* start Records for the exercise *

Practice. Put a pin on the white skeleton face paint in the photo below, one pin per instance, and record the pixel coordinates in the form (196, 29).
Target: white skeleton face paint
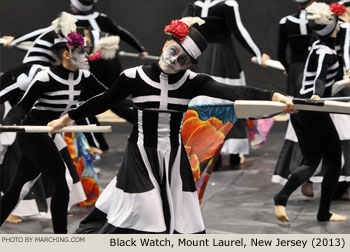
(174, 58)
(78, 58)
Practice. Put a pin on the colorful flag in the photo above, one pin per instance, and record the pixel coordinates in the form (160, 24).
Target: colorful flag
(79, 150)
(203, 133)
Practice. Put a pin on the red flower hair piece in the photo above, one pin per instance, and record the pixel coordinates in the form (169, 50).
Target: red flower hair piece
(337, 9)
(178, 29)
(75, 40)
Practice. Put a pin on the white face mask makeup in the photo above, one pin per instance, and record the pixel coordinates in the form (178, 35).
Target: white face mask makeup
(174, 59)
(78, 58)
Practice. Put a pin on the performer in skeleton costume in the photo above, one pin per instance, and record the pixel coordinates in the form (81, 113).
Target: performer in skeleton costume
(342, 122)
(322, 141)
(154, 191)
(291, 157)
(106, 70)
(220, 60)
(294, 33)
(36, 60)
(53, 92)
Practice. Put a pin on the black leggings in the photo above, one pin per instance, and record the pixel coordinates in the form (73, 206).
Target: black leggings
(318, 139)
(39, 154)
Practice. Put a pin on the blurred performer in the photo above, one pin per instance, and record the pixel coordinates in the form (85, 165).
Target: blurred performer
(155, 191)
(53, 92)
(295, 34)
(317, 135)
(220, 60)
(16, 81)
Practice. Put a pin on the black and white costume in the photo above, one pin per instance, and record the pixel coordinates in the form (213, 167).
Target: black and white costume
(52, 93)
(154, 191)
(317, 135)
(220, 60)
(290, 157)
(294, 33)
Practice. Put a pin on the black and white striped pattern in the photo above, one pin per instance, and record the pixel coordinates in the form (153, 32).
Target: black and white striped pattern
(321, 69)
(242, 35)
(53, 92)
(155, 190)
(344, 44)
(41, 53)
(100, 22)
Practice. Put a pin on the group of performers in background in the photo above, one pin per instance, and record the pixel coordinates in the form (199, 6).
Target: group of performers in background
(154, 190)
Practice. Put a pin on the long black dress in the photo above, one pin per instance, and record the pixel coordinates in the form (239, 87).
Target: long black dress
(154, 191)
(220, 60)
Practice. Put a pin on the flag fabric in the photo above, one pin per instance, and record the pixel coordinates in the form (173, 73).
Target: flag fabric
(203, 133)
(258, 131)
(79, 150)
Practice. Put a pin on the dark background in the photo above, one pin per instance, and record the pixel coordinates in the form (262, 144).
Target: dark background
(146, 20)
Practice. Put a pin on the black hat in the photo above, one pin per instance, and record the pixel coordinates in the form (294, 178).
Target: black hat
(190, 39)
(302, 1)
(72, 40)
(323, 18)
(83, 5)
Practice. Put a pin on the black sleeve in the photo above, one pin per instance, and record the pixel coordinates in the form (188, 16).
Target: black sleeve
(205, 85)
(20, 110)
(321, 80)
(29, 36)
(234, 22)
(189, 11)
(92, 86)
(282, 47)
(120, 89)
(122, 33)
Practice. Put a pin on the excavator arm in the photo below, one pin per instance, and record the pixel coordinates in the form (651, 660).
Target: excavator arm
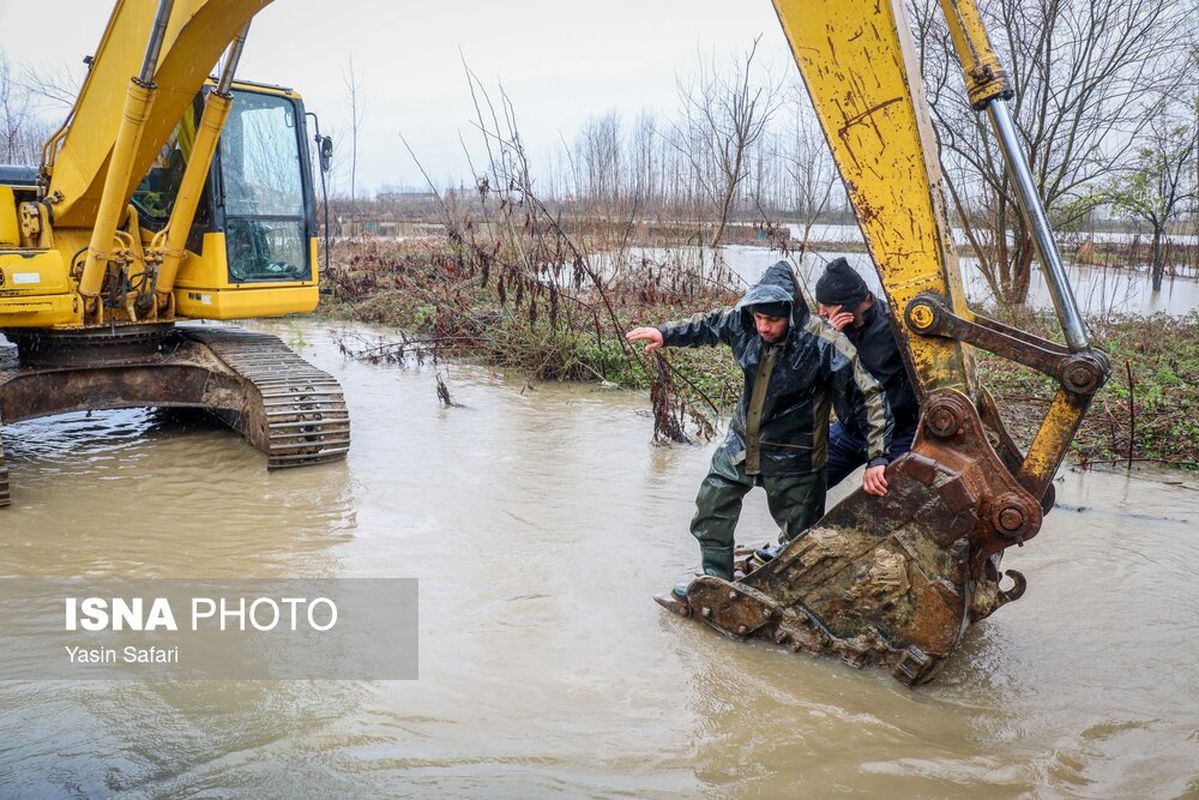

* end Records for the exercise *

- Exercise aim:
Copy the stretch of the listing from the line that contains "Practice. Put a pin on the black hat" through the end of the listing, replacing every "photo" with "image" and keeping everything else the same. Leave the pictures out of your answer.

- Result of this task:
Practice. Put a pin on the black hat in the image above, one pin per instance, and record the pixel coordinates in the form (294, 178).
Target: black hat
(190, 39)
(302, 1)
(72, 40)
(323, 18)
(83, 5)
Practice. Put a pin on the black sleeve in the image above, one pin per instance, and record the pixel coordinates in the form (188, 16).
Target: black sleeve
(205, 85)
(20, 110)
(321, 80)
(29, 36)
(234, 22)
(189, 11)
(92, 86)
(282, 47)
(120, 89)
(122, 33)
Practice. Put a pin on the excavator arm in the image below, one pin per instance, and record the pixel coordinates in the form (651, 660).
Target: excavator arm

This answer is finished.